What needs to be done =
In the entries that follow, find each line with the word "below" and copy it.

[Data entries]
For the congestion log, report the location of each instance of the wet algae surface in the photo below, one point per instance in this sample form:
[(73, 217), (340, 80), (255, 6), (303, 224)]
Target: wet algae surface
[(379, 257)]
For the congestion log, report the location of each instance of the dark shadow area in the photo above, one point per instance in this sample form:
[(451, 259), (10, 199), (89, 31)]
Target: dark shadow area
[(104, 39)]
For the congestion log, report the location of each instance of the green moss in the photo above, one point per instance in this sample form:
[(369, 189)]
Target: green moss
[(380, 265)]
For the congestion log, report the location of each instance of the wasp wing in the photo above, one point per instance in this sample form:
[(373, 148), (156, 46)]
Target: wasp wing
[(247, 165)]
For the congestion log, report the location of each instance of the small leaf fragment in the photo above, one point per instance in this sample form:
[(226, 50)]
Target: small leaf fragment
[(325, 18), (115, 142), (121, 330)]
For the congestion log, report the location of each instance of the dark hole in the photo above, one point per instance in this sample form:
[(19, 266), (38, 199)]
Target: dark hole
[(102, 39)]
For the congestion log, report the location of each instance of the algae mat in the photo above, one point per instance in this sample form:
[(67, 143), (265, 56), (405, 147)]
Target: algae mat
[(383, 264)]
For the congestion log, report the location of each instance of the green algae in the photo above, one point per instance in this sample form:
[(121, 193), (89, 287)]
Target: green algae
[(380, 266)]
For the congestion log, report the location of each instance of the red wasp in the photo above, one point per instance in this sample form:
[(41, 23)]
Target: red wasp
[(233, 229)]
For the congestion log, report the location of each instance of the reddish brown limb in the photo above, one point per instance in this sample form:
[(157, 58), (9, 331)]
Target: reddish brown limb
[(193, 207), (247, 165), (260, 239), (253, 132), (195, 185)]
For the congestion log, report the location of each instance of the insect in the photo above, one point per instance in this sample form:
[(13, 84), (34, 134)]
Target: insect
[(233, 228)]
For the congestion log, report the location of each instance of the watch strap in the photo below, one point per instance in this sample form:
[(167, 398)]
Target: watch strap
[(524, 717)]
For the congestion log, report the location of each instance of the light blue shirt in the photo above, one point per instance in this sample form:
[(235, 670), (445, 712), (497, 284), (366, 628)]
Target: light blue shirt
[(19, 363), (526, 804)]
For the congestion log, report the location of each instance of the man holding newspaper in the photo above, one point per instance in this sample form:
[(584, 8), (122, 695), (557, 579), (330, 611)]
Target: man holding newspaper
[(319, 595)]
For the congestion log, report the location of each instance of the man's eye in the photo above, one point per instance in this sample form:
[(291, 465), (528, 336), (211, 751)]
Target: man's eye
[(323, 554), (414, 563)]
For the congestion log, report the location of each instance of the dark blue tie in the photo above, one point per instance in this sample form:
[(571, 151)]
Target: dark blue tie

Task answer =
For the congestion log, report the location of each instance of the wet algae surface in the photo below, one point per instance in this sample form:
For the congestion log, report the location of each instance of the watch strap in the photo below, one point per instance in this sample form:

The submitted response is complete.